Point localization data:
────────────────────────────────────────

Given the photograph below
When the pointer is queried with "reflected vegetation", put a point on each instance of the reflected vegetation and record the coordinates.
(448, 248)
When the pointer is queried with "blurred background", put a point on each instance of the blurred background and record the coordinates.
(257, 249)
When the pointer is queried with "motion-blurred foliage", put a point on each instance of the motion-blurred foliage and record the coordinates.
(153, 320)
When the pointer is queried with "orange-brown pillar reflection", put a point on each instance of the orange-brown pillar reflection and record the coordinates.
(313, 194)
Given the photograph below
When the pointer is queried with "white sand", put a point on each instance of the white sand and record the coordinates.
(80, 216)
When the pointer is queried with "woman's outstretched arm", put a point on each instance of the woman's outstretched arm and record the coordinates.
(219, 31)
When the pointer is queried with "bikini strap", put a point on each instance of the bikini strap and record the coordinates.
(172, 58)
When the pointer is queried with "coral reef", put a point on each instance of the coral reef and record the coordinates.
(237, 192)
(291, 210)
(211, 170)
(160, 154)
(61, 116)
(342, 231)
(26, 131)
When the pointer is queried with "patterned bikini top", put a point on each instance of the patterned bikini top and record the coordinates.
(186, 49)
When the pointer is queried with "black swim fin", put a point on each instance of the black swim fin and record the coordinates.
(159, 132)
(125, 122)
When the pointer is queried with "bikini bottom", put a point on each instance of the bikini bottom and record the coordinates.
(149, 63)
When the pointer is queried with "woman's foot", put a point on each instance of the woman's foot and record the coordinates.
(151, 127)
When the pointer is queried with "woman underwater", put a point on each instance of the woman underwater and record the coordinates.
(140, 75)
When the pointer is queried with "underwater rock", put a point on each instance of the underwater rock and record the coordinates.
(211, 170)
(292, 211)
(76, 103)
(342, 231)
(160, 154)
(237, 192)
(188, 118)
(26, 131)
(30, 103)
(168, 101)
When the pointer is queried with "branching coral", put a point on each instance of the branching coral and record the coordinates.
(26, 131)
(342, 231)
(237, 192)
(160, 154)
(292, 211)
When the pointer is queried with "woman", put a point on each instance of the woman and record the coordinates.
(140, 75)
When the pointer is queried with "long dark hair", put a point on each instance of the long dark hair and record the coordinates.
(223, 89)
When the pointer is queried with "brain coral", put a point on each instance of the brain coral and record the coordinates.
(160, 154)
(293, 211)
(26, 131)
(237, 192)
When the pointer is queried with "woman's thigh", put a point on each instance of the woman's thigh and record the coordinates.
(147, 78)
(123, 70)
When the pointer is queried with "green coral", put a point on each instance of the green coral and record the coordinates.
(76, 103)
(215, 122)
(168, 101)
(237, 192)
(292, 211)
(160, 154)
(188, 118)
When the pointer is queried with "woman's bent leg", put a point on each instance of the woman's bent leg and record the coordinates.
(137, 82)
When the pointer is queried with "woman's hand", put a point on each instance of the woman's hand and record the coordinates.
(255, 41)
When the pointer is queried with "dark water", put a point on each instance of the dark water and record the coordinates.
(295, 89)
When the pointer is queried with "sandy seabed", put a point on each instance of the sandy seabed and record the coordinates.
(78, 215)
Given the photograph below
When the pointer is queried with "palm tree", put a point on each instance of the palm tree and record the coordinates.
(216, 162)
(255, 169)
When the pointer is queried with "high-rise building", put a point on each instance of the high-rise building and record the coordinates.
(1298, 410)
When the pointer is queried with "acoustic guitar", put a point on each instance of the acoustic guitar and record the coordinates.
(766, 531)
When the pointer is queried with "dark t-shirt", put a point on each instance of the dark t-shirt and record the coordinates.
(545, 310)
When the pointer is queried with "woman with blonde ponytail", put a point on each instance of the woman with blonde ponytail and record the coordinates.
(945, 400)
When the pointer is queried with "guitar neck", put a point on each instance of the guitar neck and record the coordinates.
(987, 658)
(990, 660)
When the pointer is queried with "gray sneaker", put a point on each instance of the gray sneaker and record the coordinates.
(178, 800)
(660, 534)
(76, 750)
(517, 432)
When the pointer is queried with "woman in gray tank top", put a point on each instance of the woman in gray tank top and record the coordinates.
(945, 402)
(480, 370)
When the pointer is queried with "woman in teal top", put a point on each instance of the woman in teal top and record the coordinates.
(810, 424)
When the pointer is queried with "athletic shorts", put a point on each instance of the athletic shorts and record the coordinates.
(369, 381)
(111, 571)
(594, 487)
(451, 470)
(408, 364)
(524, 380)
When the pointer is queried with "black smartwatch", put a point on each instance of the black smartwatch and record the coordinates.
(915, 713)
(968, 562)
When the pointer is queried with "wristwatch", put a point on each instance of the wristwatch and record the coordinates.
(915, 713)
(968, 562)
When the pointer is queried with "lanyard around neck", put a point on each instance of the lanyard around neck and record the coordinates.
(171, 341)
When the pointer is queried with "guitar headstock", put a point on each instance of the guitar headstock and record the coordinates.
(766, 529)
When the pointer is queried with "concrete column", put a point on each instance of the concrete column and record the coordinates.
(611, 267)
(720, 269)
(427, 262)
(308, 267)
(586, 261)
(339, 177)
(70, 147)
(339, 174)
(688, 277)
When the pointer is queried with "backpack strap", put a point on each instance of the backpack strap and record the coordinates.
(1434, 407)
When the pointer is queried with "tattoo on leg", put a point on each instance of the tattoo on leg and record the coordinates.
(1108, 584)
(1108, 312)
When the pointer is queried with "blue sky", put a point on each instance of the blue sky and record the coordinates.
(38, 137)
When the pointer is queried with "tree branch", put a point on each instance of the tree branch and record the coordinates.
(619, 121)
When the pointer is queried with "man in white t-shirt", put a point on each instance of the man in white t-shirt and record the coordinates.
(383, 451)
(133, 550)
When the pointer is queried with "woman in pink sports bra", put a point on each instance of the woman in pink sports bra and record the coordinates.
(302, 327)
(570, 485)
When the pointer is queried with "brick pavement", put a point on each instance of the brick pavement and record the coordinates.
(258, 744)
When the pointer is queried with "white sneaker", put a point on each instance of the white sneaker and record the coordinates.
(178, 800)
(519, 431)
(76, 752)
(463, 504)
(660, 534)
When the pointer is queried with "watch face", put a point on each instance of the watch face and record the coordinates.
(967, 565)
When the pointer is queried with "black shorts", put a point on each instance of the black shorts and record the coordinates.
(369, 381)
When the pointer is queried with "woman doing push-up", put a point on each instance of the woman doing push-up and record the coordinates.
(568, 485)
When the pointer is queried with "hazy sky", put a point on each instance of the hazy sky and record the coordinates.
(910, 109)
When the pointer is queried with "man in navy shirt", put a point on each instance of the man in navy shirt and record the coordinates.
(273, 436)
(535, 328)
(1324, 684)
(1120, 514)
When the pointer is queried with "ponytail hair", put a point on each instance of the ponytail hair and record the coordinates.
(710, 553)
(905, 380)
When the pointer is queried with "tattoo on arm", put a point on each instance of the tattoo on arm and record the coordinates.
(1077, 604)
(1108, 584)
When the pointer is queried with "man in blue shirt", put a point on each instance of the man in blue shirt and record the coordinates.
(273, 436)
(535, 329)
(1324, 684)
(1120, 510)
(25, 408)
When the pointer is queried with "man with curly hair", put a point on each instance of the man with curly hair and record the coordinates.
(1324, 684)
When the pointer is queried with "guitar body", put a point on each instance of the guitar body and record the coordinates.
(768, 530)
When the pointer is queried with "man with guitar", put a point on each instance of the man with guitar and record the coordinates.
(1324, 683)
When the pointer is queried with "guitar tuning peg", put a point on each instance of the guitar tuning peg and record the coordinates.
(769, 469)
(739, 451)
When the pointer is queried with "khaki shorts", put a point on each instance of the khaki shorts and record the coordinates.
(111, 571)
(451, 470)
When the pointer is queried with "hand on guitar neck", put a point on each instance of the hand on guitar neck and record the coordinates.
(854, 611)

────────────────────────────────────────

• **What you are asked to do**
Set every line of the data down again, word for word.

• **Response to this exercise**
Given the photograph below
When the pointer is queried with "reflected vegetation", put a point on each instance of the reflected vegetation and record the coordinates.
(448, 248)
When the pointer is queried with "blurred background", put a point on each instance of the blurred background and record the coordinates.
(257, 249)
When the pointer is queried with "motion-blurred foliage", put a point on each instance of the motion-blurred foliage and record the coordinates.
(153, 320)
When the pointer is queried with "orange-brown pillar reflection", put a point on each instance of the orange-brown pillar reflection and record the coordinates.
(313, 194)
Given the photograph below
When the pointer is queried with "white sand", put a point on each instance of the white sand and record the coordinates.
(80, 216)
When the pointer is queried with "woman's outstretched arm", put a point on each instance of the woman's outstretched arm and record the coordinates.
(219, 31)
When the pointer is queried with "bikini strap", put a point on each instance of the bikini strap and record the coordinates.
(172, 58)
When the pointer is queried with "coral reef", put a point on each instance of the coral reef and record the coordinates.
(237, 192)
(291, 210)
(211, 170)
(160, 154)
(61, 116)
(342, 231)
(26, 131)
When the pointer is queried with "patterned bikini top", put a point on each instance of the patterned bikini top and record the coordinates.
(186, 49)
When the pointer is queried with "black swim fin", put a point on each instance of the black swim fin and record the coordinates.
(159, 132)
(125, 122)
When the pointer is queried with "bikini bottom", put a point on each instance of the bikini bottom and record the coordinates.
(149, 63)
When the pointer is queried with "woman's foot", put a point on each instance of the woman's foot and record the coordinates.
(151, 127)
When the pointer is queried with "woman underwater", put a point on each instance of the woman underwater and record the coordinates.
(140, 75)
When the pointer is queried with "underwater rock", put a point on each instance of the underwater rock and record the coordinates.
(211, 170)
(292, 211)
(76, 103)
(342, 231)
(160, 154)
(237, 192)
(188, 118)
(26, 131)
(30, 103)
(168, 101)
When the pointer is queried with "branching coral", put a point on each instance of the branching coral and record the coordinates.
(26, 131)
(342, 231)
(237, 192)
(160, 154)
(292, 211)
When the pointer is queried with "woman", put a point on each instance of the woman and record the coordinates.
(140, 75)
When the pointer is queried with "long dark hair", put a point on each instance of the long dark hair and record the coordinates.
(223, 89)
When the pointer is queried with "brain coral", put a point on each instance of the brain coral and record the coordinates.
(160, 154)
(293, 211)
(26, 131)
(237, 192)
When the pointer is queried with "woman's thigh", put a point on each instance of the woman's thigh and record the coordinates.
(147, 78)
(123, 70)
When the pointer is queried with "green coral", put a point on each instance of the green coral and record the coordinates.
(76, 103)
(215, 122)
(168, 101)
(237, 192)
(292, 211)
(160, 154)
(188, 118)
When the pointer is queried with "woman's bent leg", put a point on each instance of the woman's bent leg and record the coordinates.
(137, 82)
When the pointer is queried with "woman's hand", put a point on each instance of the woman's hand and record the coordinates.
(255, 41)
When the pointer is queried with "dark water", put a point on each instance of the dark water and record the coordinates.
(295, 89)
When the pointer is queried with "sandy seabed", put a point on each instance of the sandy seabed and record the coordinates.
(78, 215)
Given the photograph below
When the pointer is queried with "palm tree", put a point on each instance of the palm tree and record the coordinates.
(216, 162)
(255, 169)
When the pointer is queried with "high-rise building", put a point on each instance of the high-rise building and record the coordinates.
(1298, 410)
When the pointer is queried with "acoustic guitar", put a point on each instance of the acoustic guitar and record the coordinates.
(766, 531)
When the pointer is queried with "dark t-shirt", put a point on each instance of the dark t-shirt and record the coordinates.
(545, 310)
When the pointer is queried with "woman with blonde ponytail", put a point on each instance of the woman with blonde ponytail and record the coordinates.
(945, 400)
When the pointer is queried with "guitar neck", put a point on each instance of the guitar neck and record the coordinates.
(987, 658)
(990, 660)
When the pointer is queried with "gray sneaker", put a point on each instance of the gray sneaker and record the coordinates.
(178, 800)
(660, 534)
(76, 750)
(517, 432)
When the pointer is queried with "woman in gray tank top", put a point on each instance of the woman in gray tank top and record the coordinates.
(945, 402)
(480, 370)
When the pointer is queried with "woman in teal top", put a point on each instance of the woman in teal top and record the coordinates.
(810, 424)
When the pointer is queried with "athletic shorts", put a point on each instance of the athletic shorts and record the coordinates.
(369, 381)
(111, 571)
(594, 487)
(451, 470)
(408, 364)
(524, 380)
When the pointer is queried with "black smartwatch", put a point on each instance of the black smartwatch and record the coordinates.
(915, 713)
(968, 562)
When the pointer is queried with "wristwatch", put a point on each instance of the wristwatch and record the coordinates.
(915, 713)
(968, 562)
When the pointer is queried with "lanyard around neck", put a point on each instance of the lanyard around neck and record the coordinates.
(171, 341)
When the pointer is queried with "guitar headstock", put a point on each instance of the guitar headstock and record the coordinates.
(766, 529)
When the pointer is queried with "concrete column", put a point on each instance of the concrete column and record the coordinates.
(611, 267)
(720, 269)
(427, 262)
(308, 267)
(586, 261)
(339, 177)
(70, 147)
(339, 174)
(688, 277)
When the pointer is queried with "backpack strap", put a point on each instance of the backpack strap and record the coordinates.
(1434, 407)
When the pointer is queried with "tattoo on leg", put a point on each instance of the tattoo on leg and record the coordinates.
(1108, 584)
(1108, 312)
When the pointer is queried with "blue sky", put a point on each instance of the blue sky and record the coordinates.
(38, 137)
When the pointer is queried with "tree branch", put a point on each instance of the tree branch and record the coordinates.
(619, 121)
When the pointer is queried with "man in white t-shirt", put a point on each instance of the man in white t-shirt and record the coordinates.
(383, 451)
(133, 550)
When the pointer is queried with "woman in pink sports bra", put a point on each instance of the woman in pink sports bra and record the coordinates.
(302, 327)
(570, 485)
When the pointer is queried with "brick pavement", put a point on each instance of the brick pavement and record the coordinates.
(258, 744)
When the pointer is queried with "white sneaker", put a point on each instance of the white sneaker and record the coordinates.
(178, 800)
(519, 431)
(76, 752)
(463, 504)
(660, 534)
When the pointer is queried with "watch face", put a point on each instance of the watch face and record the coordinates.
(967, 565)
When the pointer is queried with "black shorts", put a point on each instance of the black shorts and record the coordinates.
(369, 381)
When the pointer is queried with "woman doing push-up", put a point on each instance of the woman doing push-up and record the coordinates.
(568, 485)
When the pointer is queried with "hazy sky", put a point on each instance of the hazy sky and record the coordinates.
(910, 109)
When the pointer is queried with "man in navy shirt", put a point on each instance of the man in navy shirt and record the coordinates.
(273, 436)
(535, 328)
(1324, 684)
(1120, 514)
When the pointer is queried with "ponytail hair", put a point on each instance of the ponytail hair and record the coordinates.
(710, 553)
(905, 380)
When the pointer is queried with "tattoo on arm", put a point on each instance of the tattoo on arm and record the coordinates.
(1077, 604)
(1108, 584)
When the pointer is queried with "man in blue shirt", put a point on each instance of the man in blue shirt and record the coordinates.
(273, 436)
(535, 329)
(1324, 684)
(1120, 510)
(25, 408)
When the pointer is queried with "man with curly hair", put a point on each instance of the man with curly hair and record the coordinates.
(1324, 684)
When the pointer is queried with "guitar body", put a point on each instance of the guitar body and record the coordinates.
(768, 530)
When the pointer is queried with "man with guitar", put a point on each instance of the man with guitar and record the coordinates.
(1324, 683)
When the pointer is queried with "guitar tuning peg", put a point on each instance of the guitar tuning peg and record the coordinates.
(769, 469)
(739, 451)
When the pointer is queried with "khaki shorts", put a point on each instance of the khaki shorts and record the coordinates.
(111, 571)
(451, 470)
When the pointer is queried with "hand on guitar neck", put a point on each instance of the hand on guitar neck and record the coordinates.
(854, 611)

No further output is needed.